[start of Page excerpt]

Here is my solution, which, like steve's, uses Treetop. This is my
first attempt at using Treetop, so I'm not certain how good the
grammar file that I created is. steve's grammar file is smaller than
mine is.
When I benchmarked my code, I'm getting a parsing performance of
around 10,000 chars/second, much lower than many of the other
solutions.
The two components of the solution are below -- a small Ruby class
(that acts as an interface b/w James' unit testing and what Treetop
produces) and a Treetop grammar file.
Eric
====
Here's the small Ruby class:
# A solution to RubyQuiz #155.
#
# Takes a JSON string and parses it into an equivalent Ruby value.
#
# See http://www.rubyquiz.com/quiz155.html for details.
#
# The latest version of this solution can also be found at
# http://learnruby.com/examples/ruby-quiz-155.shtml .
require 'rubygems'
require 'treetop'
Treetop.load 'json'
class JSONParser
def initialize
@parser = JSONHelperParser.new
end
def parse(input)
result = @parser.parse(input)
raise "could not parse" if result.nil?
result.resolve
end
end
====
And here's the Treetop grammar:
# Treetop grammar for JSON. Note: it doesn't handle Unicode very
well.
grammar JSONHelper
rule value
spaces v:(simple_literal / string / number / array / object)
spaces {
def resolve
v.resolve
end
}
end
rule spaces
[ \t\n\r]*
end
# SIMPLE LITERALS
rule simple_literal
("true" / "false" / "null") {
def resolve
case text_value
when "true" : true
when "false" : false
when "null" : nil
end
end
}
end
# NUMBERS
rule number
integer fractional:fractional? exponent:exponent? {
def resolve
if fractional.text_value.empty? && exponent.text_value.empty?
integer.text_value.to_i
else
text_value.to_f
end
end
}
end
rule integer
"-"? [1-9] digits
/
# single digit
"-"? [0-9]
end
rule fractional
"." digits
end
rule exponent
[eE] [-+]? digits
end
rule digits
[0-9]*
end
# STRINGS
rule string
"\"\"" {
def resolve
""
end
}
/
"\"" characters:character* "\"" {
def resolve
characters.elements.map { |c| c.resolve }.join
end
}
end
rule character
# regular characters
(!"\"" !"\\" .)+ {
def resolve
text_value
end
}
/
# escaped: \\, \", and \/
"\\" char:("\"" / "\\" / "/") {
def resolve
char.text_value
end
}
/
# escaped: \b, \f, \n, \r, and \t
"\\" char:[bfnrt] {
def resolve
case char.text_value
when 'b' : "\b"

[end of Page excerpt]

Direction 1 :: In the JSON parsing post, which rules are defined under the "# NUMBERS" comment in the Treetop grammar? List their names.

[start of Information given]

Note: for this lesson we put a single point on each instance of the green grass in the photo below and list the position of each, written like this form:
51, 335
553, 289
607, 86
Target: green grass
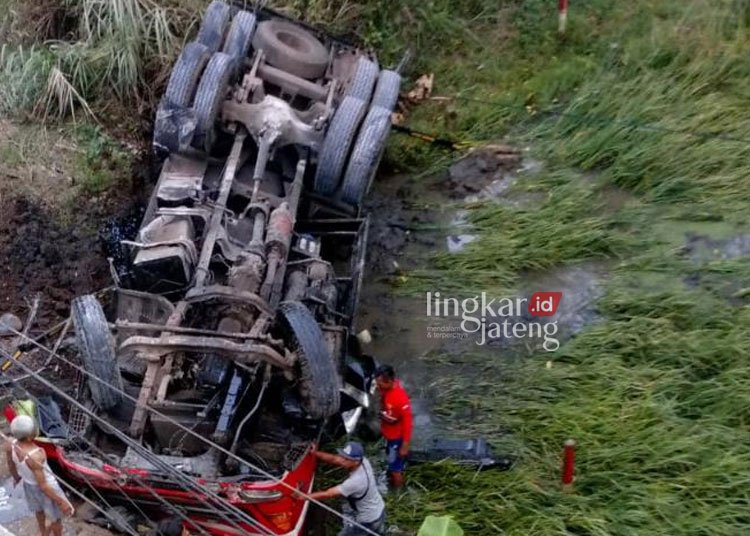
648, 97
645, 96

[end of Information given]

Direction 2 :: Rewrite the listing with "green grass" changed to "tall grass" every time it appears, keeping everything else the same. Don't include the picture.

Exercise solution 1 :: number, integer, fractional, exponent, digits

Exercise solution 2 ::
Note: for this lesson we put a single point on each instance of the tall grass in the photo below and list the position of each, written like this form:
51, 335
553, 289
607, 86
Target: tall grass
648, 97
645, 96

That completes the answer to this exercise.